BEGIN

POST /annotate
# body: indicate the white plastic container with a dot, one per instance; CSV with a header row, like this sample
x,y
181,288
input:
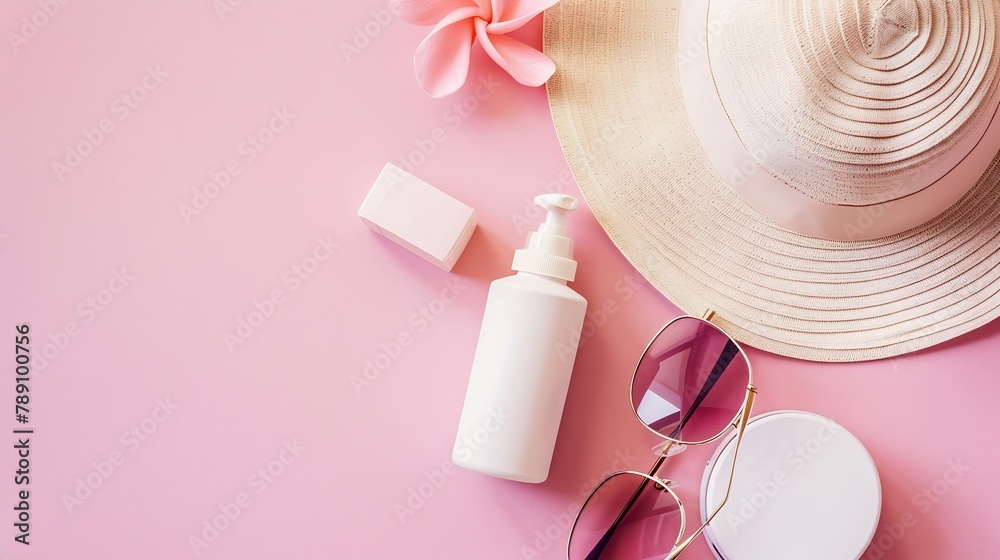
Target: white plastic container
x,y
524,359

END

#### What you are asked to do:
Recast each line of the material above as a JSON list of strings, one string per line, skipping blank lines and leaving out the picture.

#### Expected answer:
[
  "POST /annotate",
  "# body: indicate the white plastic container with a dot, one per instance; CSV with a header row, like this sample",
  "x,y",
  "181,288",
  "input:",
  "Target: white plastic container",
  "x,y",
  "524,359"
]